▸ Your instructions
Using the data that follows, return exactly the lines from the one that contains "Each <instance> block" through the one that contains "box: [280, 267, 411, 444]", ends included.

Segmentation mask data
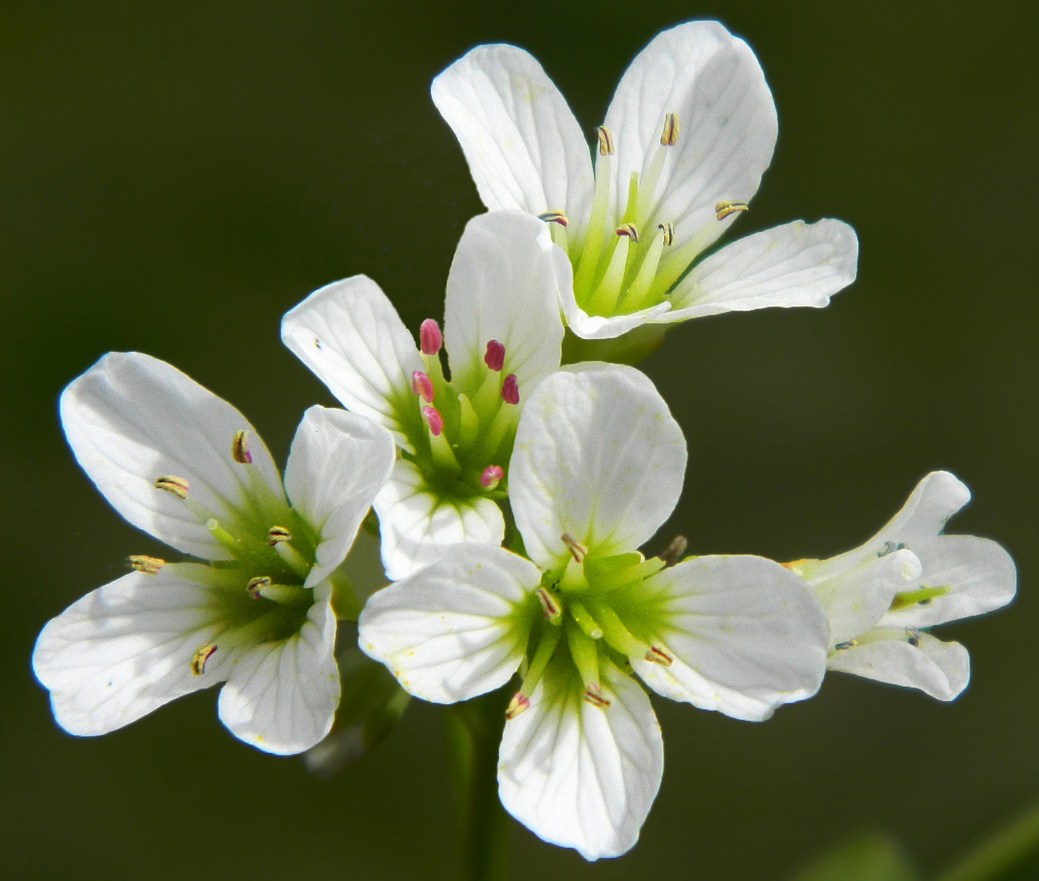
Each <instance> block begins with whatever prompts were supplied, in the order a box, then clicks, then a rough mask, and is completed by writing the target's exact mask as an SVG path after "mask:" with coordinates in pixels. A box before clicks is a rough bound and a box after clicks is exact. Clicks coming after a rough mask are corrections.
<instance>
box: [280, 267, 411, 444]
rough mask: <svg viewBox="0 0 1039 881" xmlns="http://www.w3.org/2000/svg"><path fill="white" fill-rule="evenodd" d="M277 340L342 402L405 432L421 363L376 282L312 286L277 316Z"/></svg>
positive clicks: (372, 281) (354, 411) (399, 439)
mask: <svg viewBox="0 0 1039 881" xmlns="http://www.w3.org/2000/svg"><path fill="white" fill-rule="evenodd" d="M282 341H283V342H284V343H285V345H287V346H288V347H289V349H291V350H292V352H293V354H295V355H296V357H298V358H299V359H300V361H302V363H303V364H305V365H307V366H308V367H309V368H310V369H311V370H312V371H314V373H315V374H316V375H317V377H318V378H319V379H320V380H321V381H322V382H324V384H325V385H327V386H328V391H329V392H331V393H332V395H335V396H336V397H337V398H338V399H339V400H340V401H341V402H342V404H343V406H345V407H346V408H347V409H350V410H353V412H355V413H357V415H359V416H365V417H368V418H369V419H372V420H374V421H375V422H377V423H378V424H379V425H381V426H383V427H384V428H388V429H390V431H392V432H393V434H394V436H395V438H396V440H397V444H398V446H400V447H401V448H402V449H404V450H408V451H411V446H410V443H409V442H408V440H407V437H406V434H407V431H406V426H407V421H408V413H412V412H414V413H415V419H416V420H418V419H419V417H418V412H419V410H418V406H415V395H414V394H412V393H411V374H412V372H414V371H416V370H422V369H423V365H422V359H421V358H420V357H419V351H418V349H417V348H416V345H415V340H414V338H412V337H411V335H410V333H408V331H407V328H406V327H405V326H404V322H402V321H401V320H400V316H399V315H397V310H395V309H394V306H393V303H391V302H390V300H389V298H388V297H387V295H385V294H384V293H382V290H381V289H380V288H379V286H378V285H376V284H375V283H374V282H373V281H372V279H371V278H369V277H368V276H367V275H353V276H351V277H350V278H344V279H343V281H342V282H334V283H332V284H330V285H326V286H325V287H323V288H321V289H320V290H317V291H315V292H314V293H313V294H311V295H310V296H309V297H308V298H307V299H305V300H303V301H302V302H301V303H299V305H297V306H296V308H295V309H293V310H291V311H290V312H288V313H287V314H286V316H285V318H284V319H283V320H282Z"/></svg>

---

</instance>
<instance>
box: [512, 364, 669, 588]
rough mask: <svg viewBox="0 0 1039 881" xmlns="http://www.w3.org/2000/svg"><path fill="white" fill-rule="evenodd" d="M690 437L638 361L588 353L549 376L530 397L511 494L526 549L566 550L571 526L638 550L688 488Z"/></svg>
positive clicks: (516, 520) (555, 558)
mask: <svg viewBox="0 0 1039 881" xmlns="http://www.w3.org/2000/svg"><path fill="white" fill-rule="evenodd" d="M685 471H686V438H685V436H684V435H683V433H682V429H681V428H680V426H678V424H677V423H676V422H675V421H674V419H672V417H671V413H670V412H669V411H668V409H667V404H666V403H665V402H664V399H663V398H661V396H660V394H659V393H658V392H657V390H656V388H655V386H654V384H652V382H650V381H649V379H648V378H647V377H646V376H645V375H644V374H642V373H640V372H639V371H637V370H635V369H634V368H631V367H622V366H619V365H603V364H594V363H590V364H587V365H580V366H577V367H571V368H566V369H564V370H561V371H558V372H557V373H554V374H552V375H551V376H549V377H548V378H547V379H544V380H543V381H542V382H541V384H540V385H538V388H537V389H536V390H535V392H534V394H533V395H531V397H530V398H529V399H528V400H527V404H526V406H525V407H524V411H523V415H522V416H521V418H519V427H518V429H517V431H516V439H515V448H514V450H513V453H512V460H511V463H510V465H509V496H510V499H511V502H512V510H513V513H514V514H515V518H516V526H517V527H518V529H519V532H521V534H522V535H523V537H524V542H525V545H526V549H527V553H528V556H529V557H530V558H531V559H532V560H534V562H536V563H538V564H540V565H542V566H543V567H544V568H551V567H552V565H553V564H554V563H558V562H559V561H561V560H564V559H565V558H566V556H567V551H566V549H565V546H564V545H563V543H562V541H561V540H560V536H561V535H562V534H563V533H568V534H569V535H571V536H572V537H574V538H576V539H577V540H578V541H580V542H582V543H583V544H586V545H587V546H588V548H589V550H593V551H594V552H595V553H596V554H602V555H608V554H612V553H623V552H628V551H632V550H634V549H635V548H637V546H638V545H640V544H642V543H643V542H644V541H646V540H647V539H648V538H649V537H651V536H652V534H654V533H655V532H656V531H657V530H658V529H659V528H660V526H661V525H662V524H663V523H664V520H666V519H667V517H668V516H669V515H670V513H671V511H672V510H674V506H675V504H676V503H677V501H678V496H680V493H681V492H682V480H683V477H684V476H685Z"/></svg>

* * *

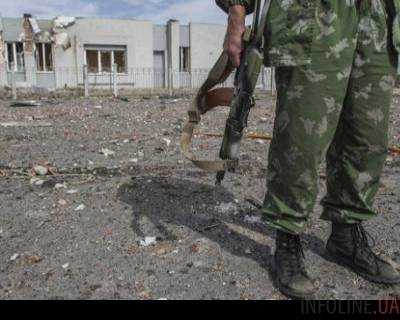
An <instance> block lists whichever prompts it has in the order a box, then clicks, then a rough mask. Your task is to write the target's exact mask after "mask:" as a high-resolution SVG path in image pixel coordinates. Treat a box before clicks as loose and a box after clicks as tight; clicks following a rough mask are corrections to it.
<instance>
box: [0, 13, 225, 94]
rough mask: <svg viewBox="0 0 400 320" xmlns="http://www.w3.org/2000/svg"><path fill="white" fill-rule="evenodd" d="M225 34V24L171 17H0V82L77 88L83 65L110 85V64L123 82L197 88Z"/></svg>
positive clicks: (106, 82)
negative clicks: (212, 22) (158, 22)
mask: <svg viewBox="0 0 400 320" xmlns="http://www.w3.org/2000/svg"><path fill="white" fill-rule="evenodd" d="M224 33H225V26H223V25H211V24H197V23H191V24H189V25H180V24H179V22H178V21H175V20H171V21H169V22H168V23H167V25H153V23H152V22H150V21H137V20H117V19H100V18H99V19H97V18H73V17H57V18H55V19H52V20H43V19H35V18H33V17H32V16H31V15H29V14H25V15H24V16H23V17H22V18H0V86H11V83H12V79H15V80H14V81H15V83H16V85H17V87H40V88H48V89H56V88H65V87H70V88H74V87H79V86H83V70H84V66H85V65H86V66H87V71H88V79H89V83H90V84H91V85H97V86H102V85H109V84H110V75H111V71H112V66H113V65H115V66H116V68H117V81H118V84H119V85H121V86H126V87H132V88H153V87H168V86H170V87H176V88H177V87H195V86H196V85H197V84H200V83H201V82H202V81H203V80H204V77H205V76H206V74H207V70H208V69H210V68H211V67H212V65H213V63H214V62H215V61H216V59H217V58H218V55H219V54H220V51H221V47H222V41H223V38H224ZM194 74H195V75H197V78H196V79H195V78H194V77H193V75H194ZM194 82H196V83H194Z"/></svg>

▸ Answer area
Each <instance> block begins with whatever prompts were supplied, in the order a box, then clicks, then a rough mask, and is completed by writing the target's exact mask as an SVG path after "mask:" with coordinates in pixels. A box before clicks is a rough bound and a box after clicks is exact. Clicks coming after a rough mask are corrections.
<instance>
box: [280, 267, 411, 444]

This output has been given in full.